# PASAJE SELECCIONADO:
_ _ _ _ _ _ _

Había una vez una ciudad que antaño fue apacible y pequeña, pero que, poco a poco, se convirtió en una metrópoli convulsa y sobrepoblada. En esa ciudad vivían tres mujeres que se dedicaban a hacer teatro. Imagínese usted, se dedicaban a crear mundos ficticios porque la realidad les parecía insuficiente. En el teatro buscaban entender a la humanidad. Qué barbaridad, como si eso fuera posible. Las tres mujeres se conocían entre ellas, pero no solían trabajar juntas. Después de muchos años de inventar realidades alternativas sobre los escenarios, la vida las reunió para que entre las tres organizaran una gran celebración teatral, una fiesta en la que debían participar muchos otros artistas elegidos por ellas. Qué difícil labor, qué responsabilidad tan inmensa.

_ _ _ _ _ _ _

# LÍNEAS PROPORCIONADAS:
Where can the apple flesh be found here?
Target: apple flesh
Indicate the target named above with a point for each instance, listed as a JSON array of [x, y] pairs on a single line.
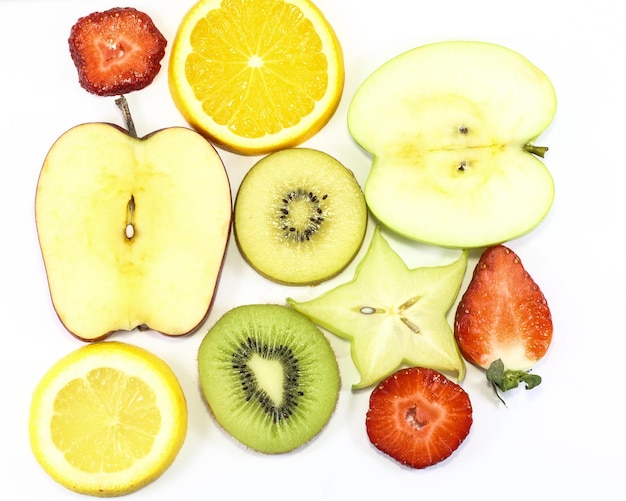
[[450, 127], [132, 231]]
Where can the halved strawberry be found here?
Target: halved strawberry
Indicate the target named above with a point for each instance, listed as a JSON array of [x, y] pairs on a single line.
[[503, 322], [117, 51], [418, 417]]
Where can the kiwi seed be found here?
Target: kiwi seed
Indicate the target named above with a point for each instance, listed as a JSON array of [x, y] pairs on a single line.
[[300, 216], [269, 377]]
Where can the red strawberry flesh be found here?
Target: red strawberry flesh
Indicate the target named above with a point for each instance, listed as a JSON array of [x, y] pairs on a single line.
[[117, 51], [503, 315], [418, 417]]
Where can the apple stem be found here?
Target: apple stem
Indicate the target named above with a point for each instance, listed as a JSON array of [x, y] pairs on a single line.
[[130, 218], [122, 104], [540, 151]]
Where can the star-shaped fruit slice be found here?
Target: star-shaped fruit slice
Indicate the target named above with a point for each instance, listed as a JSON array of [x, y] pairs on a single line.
[[393, 315]]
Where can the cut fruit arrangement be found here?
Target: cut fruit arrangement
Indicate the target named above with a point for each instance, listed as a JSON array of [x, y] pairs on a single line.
[[453, 165]]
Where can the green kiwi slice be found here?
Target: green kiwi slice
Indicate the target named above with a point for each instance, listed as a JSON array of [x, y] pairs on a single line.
[[269, 377], [300, 216]]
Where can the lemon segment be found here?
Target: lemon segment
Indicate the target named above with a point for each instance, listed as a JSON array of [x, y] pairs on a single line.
[[256, 77], [107, 419]]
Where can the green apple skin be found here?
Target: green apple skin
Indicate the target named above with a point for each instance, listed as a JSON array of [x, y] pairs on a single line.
[[133, 231], [450, 127]]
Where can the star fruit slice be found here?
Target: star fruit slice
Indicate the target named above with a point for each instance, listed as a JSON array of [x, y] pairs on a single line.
[[393, 315]]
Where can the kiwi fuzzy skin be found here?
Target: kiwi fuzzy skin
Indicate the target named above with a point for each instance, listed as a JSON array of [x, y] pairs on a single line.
[[234, 394]]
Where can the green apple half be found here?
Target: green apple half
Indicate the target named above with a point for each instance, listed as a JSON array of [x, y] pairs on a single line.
[[133, 231], [450, 128]]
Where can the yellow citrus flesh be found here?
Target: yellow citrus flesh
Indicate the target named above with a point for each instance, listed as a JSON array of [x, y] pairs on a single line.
[[256, 77], [107, 419]]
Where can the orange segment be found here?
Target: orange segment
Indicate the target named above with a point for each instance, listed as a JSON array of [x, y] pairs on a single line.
[[255, 77], [107, 419]]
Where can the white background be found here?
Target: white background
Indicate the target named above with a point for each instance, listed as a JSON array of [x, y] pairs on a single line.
[[564, 438]]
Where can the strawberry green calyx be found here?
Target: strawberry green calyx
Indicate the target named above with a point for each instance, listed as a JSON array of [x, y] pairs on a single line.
[[506, 379]]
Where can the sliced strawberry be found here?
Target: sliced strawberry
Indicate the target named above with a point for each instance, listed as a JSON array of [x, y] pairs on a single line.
[[503, 316], [117, 51], [418, 417]]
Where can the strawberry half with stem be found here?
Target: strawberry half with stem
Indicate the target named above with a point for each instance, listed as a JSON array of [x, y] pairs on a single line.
[[503, 323], [117, 51], [418, 417]]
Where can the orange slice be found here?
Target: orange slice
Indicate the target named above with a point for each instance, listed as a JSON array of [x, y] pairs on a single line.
[[107, 419], [256, 77]]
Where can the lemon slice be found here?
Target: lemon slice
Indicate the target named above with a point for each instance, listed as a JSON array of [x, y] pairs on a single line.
[[107, 419], [256, 77]]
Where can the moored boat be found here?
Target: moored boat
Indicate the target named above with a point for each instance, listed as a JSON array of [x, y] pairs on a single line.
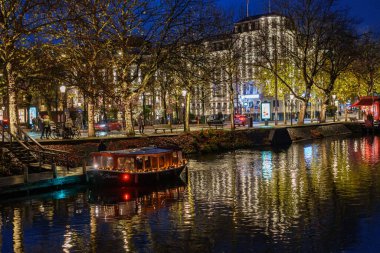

_ _ _ _ _ _ _

Por favor, transcribe tal cual el fragmento del texto sobre las tres mujeres de teatro que va de "Había una vez" a "responsabilidad tan inmensa.", ambos incluidos.

# SOLUCIÓN DEL EJERCICIO:
Había una vez una ciudad que antaño fue apacible y pequeña, pero que, poco a poco, se convirtió en una metrópoli convulsa y sobrepoblada. En esa ciudad vivían tres mujeres que se dedicaban a hacer teatro. Imagínese usted, se dedicaban a crear mundos ficticios porque la realidad les parecía insuficiente. En el teatro buscaban entender a la humanidad. Qué barbaridad, como si eso fuera posible. Las tres mujeres se conocían entre ellas, pero no solían trabajar juntas. Después de muchos años de inventar realidades alternativas sobre los escenarios, la vida las reunió para que entre las tres organizaran una gran celebración teatral, una fiesta en la que debían participar muchos otros artistas elegidos por ellas. Qué difícil labor, qué responsabilidad tan inmensa.